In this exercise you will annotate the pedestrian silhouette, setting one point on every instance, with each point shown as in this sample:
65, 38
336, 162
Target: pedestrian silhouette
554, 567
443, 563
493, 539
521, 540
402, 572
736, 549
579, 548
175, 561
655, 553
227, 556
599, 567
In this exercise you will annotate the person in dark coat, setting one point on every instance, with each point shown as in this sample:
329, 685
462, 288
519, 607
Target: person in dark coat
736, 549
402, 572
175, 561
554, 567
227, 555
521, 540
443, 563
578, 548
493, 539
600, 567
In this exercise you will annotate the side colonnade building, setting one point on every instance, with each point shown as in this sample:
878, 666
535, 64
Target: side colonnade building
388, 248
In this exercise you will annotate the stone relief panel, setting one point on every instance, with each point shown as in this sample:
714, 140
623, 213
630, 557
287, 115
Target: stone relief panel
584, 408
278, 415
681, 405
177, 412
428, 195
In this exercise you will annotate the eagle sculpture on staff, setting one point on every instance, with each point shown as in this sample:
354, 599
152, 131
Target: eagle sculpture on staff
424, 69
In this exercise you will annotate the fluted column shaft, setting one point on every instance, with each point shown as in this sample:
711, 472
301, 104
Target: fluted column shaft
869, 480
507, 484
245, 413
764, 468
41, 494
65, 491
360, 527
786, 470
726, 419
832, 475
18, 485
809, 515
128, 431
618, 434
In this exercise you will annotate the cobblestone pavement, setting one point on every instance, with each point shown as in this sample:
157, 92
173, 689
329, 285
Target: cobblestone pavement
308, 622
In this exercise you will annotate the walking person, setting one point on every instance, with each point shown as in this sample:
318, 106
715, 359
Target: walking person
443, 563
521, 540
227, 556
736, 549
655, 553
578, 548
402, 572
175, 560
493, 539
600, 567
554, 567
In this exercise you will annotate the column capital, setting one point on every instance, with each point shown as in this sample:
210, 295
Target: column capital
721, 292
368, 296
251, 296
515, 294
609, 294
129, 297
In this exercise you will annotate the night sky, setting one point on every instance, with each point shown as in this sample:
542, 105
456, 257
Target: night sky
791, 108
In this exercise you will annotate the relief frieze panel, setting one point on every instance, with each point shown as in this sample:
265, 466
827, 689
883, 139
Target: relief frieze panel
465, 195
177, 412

- **TO DO**
Using the records above, write out exactly the lines between the one holding "Target: person in dark coat" and the one holding "In this exercise you will annotate the stone", inclusive; leave everything else out.

- **SOLUTION TO THIS TASK**
Target: person in dark coat
736, 549
402, 572
175, 561
554, 567
227, 555
521, 540
443, 563
578, 548
493, 539
600, 567
In this exercise you will annotate the side colonnade building, setting one point on every instance, with each point shown as in this sample:
878, 666
535, 64
Target: side colonnade building
388, 248
In this exercise you will annotate the stone relief panel, setting one point on every instance, with each point shown as in this sample:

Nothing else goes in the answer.